__What is expected__: Pick every line from the data that holds the word "blue".

[Stored items from a collection]
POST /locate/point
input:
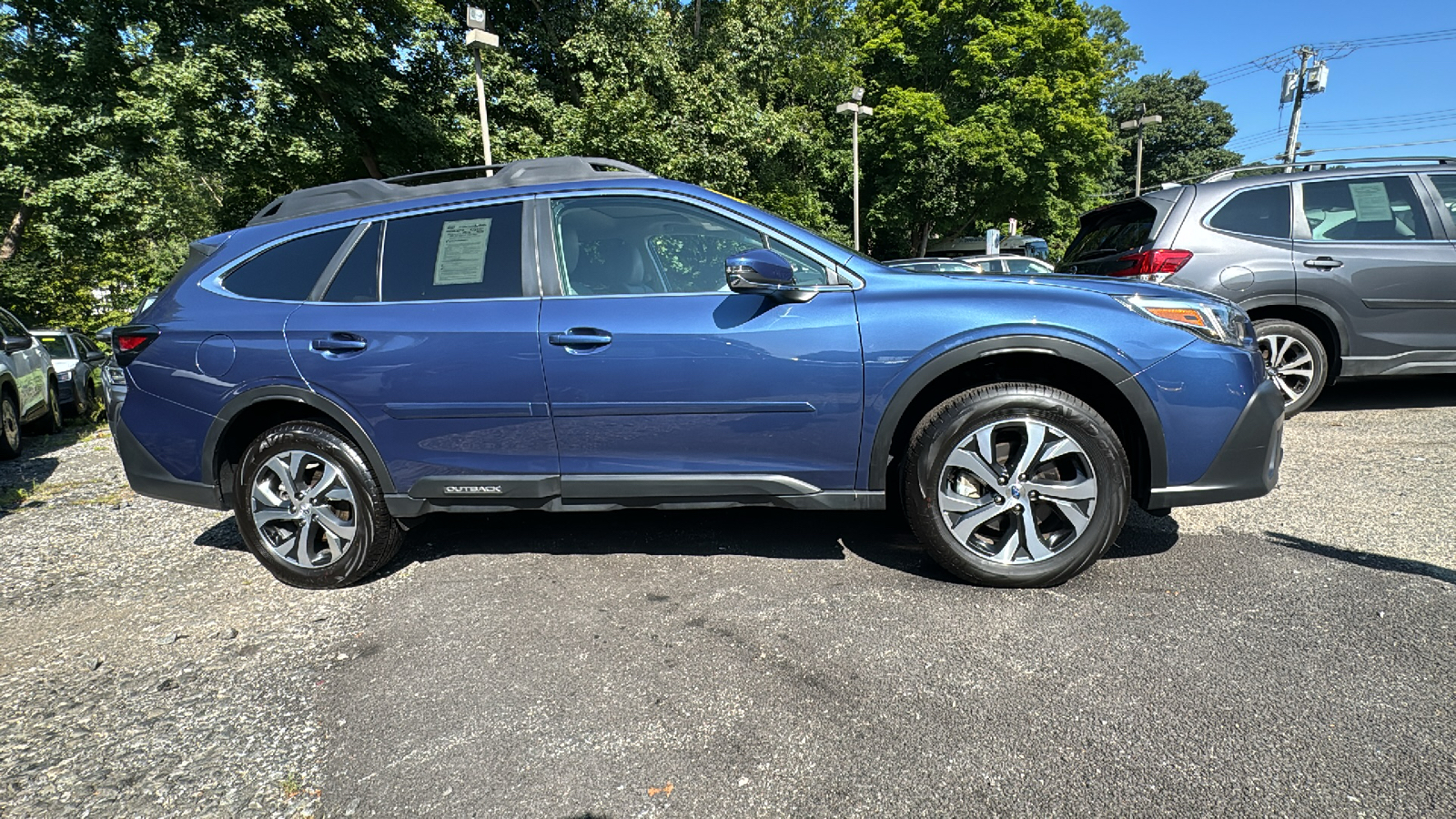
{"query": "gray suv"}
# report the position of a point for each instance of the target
(1346, 271)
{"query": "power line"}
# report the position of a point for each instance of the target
(1336, 50)
(1388, 145)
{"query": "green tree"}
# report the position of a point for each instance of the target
(986, 111)
(1190, 140)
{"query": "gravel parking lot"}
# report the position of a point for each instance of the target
(1288, 656)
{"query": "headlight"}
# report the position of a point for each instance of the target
(1219, 322)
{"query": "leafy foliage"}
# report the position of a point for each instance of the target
(130, 127)
(1190, 138)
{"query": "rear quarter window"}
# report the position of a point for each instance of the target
(288, 271)
(1259, 212)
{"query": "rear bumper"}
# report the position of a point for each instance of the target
(150, 479)
(1249, 462)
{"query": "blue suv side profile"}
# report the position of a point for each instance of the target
(579, 334)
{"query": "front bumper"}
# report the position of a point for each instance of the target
(1249, 462)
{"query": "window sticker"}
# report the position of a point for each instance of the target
(1372, 203)
(460, 256)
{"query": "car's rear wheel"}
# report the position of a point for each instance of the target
(9, 428)
(1296, 361)
(310, 509)
(1016, 484)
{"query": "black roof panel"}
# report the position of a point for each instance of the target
(342, 196)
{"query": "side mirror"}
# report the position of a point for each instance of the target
(764, 273)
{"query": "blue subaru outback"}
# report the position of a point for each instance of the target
(579, 334)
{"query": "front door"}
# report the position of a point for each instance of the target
(427, 336)
(1370, 251)
(664, 383)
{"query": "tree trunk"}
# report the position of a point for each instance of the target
(12, 235)
(922, 245)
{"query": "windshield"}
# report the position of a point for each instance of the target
(1113, 229)
(57, 346)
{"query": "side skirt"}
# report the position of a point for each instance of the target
(597, 493)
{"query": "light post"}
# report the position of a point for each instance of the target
(475, 40)
(1139, 123)
(854, 106)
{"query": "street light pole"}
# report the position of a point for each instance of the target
(1128, 126)
(477, 38)
(854, 106)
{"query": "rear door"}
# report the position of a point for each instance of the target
(426, 332)
(664, 383)
(1375, 249)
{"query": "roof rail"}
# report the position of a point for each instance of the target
(357, 193)
(1229, 172)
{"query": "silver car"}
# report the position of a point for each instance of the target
(1346, 271)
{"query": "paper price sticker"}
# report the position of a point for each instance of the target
(460, 256)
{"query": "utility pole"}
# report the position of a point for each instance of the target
(856, 108)
(1139, 123)
(1303, 84)
(475, 40)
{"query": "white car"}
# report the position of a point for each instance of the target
(29, 392)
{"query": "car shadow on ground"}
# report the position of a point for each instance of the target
(1397, 392)
(752, 532)
(1382, 562)
(223, 535)
(877, 537)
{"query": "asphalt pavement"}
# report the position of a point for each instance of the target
(1290, 656)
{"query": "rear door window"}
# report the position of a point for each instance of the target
(455, 254)
(1259, 212)
(288, 271)
(1113, 229)
(1446, 186)
(1380, 208)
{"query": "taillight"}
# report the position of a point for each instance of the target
(128, 341)
(1155, 266)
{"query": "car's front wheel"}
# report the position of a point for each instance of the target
(9, 426)
(1016, 484)
(310, 509)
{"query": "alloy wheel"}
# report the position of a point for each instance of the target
(1290, 365)
(303, 508)
(1016, 491)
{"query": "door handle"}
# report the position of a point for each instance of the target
(339, 343)
(581, 337)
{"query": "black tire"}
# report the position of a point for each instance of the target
(1094, 460)
(376, 537)
(9, 426)
(1298, 379)
(53, 421)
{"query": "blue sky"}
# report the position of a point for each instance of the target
(1395, 82)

__Solution to this exercise__:
{"query": "blue suv side profile"}
{"query": "blue subaru outback"}
{"query": "blue sky"}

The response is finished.